O problema →
Reproduza fielmente as linhas a seguir: comece pela primeira linha e pare após a linha que contém "[443,51,534,152]", incluindo ambas.

════════

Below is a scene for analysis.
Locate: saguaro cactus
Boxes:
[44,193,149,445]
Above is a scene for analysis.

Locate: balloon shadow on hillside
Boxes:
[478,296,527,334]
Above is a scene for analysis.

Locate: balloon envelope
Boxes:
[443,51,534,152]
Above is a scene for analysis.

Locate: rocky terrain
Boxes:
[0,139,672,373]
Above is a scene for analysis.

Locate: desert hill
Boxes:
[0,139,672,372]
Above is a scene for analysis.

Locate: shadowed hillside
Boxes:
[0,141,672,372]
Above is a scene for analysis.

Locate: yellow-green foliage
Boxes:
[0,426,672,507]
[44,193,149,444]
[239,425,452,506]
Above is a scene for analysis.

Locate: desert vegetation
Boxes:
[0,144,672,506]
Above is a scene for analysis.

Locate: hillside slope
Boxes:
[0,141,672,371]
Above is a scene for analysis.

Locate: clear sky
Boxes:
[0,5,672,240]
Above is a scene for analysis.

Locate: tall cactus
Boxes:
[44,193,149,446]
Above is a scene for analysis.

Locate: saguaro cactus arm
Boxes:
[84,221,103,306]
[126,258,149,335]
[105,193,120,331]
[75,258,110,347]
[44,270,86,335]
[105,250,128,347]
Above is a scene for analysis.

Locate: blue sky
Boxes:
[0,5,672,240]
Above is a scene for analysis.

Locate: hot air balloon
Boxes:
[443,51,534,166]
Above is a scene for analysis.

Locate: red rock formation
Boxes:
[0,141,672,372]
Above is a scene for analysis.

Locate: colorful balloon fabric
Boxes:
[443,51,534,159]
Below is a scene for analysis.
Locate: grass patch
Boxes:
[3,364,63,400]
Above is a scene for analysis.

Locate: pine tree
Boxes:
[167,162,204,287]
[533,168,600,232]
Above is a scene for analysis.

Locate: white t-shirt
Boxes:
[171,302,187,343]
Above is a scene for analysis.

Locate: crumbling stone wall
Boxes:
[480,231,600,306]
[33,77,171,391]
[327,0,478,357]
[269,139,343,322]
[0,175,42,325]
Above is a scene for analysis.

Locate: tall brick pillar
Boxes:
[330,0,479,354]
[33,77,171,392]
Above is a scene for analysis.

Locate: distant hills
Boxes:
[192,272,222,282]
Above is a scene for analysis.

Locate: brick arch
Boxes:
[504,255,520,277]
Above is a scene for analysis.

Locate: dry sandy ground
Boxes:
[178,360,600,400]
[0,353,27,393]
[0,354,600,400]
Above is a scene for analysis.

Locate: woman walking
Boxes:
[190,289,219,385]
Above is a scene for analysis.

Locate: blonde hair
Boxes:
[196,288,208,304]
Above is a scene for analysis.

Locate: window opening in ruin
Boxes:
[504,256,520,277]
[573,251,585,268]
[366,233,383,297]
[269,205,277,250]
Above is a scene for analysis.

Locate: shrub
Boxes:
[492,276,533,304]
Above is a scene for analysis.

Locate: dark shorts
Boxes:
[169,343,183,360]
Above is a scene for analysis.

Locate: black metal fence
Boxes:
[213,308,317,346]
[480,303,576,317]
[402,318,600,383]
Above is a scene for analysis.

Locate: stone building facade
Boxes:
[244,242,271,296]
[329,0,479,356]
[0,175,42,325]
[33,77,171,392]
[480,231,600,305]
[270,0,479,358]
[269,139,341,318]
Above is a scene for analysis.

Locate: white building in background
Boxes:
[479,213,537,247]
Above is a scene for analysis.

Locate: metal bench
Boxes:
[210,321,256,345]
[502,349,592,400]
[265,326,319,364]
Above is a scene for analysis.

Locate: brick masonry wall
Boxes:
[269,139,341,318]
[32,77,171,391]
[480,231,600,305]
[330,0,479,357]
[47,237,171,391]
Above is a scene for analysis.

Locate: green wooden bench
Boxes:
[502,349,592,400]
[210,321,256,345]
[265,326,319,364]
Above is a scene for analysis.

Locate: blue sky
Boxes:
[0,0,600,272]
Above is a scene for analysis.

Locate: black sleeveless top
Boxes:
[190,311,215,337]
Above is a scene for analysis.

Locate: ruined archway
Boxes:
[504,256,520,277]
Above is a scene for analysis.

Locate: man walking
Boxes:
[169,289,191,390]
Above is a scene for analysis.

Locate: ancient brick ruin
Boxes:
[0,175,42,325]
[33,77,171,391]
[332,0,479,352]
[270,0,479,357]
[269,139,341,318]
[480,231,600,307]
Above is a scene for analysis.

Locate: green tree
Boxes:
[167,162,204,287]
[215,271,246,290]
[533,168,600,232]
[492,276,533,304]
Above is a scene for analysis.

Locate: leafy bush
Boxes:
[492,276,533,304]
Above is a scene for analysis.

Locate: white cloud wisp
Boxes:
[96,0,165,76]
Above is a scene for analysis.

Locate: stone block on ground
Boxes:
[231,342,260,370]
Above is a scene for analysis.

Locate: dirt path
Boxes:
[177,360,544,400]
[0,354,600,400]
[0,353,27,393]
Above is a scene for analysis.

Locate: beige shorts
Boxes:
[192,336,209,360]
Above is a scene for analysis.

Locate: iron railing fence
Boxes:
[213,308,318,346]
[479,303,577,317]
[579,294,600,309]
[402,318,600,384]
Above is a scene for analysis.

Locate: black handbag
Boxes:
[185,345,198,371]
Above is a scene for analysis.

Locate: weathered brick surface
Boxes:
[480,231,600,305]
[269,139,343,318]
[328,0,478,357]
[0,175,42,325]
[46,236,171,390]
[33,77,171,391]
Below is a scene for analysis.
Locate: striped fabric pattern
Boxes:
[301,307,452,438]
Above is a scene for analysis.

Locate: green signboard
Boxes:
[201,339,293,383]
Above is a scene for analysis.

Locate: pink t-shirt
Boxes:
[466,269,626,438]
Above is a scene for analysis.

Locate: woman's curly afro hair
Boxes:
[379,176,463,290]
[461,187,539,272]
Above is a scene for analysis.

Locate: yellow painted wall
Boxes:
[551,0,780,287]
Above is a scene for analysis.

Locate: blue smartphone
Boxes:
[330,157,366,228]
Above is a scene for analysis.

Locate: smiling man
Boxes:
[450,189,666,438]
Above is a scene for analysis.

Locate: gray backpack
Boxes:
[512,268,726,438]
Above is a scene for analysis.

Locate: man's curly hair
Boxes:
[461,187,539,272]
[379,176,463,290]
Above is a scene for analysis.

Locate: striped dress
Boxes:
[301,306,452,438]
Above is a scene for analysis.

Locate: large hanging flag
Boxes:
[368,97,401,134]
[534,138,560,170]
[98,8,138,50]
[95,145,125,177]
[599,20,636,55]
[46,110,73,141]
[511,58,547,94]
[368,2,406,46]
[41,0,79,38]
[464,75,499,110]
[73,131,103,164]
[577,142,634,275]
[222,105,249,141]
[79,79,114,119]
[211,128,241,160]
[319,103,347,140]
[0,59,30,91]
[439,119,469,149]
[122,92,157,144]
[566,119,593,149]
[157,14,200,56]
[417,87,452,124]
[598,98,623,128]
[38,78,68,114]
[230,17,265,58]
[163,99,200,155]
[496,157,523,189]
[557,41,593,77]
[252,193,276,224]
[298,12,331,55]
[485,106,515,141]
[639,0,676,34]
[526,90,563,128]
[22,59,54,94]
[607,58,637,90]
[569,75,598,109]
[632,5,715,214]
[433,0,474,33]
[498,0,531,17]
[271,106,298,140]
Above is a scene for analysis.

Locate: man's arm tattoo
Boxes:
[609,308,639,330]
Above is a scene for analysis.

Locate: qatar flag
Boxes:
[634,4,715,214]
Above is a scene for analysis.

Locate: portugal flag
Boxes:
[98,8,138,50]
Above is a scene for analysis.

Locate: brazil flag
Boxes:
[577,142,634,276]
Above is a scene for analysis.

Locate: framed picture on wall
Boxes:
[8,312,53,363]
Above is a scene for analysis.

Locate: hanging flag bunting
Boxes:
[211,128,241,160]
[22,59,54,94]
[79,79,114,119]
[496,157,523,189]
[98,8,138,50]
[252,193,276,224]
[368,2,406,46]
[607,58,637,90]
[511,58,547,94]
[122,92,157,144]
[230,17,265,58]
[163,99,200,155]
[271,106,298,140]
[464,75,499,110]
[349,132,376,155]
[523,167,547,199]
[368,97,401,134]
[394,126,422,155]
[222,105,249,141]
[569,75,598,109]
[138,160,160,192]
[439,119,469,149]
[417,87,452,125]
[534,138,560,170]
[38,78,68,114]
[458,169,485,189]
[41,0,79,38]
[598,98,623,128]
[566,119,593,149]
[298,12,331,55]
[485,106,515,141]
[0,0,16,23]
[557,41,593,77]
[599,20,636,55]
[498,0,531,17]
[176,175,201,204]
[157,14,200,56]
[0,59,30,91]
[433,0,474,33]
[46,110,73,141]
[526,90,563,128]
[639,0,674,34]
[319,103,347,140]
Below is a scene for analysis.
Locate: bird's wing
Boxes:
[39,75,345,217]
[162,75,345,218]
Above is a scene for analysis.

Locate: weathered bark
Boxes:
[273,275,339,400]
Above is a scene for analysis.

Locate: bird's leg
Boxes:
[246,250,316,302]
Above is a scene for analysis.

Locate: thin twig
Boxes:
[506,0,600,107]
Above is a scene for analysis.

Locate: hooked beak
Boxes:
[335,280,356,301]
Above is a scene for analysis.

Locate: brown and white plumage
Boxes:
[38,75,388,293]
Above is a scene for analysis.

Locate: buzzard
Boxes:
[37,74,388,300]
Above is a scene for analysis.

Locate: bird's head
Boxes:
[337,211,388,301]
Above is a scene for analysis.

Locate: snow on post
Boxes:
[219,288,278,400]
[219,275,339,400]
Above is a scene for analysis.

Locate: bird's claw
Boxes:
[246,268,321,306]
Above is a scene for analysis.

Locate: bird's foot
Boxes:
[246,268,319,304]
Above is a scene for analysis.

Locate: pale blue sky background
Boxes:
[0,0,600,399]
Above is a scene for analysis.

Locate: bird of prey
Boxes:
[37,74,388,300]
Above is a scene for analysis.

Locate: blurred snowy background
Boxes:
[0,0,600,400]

════════

Resposta desenvolvida →
Below is a scene for analysis.
Locate: saguaro cactus
Boxes:
[44,193,149,445]
Above is a scene for analysis.

Locate: balloon shadow on hillside
Boxes:
[478,296,527,334]
Above is a scene for analysis.

Locate: balloon envelope
Boxes:
[443,51,534,152]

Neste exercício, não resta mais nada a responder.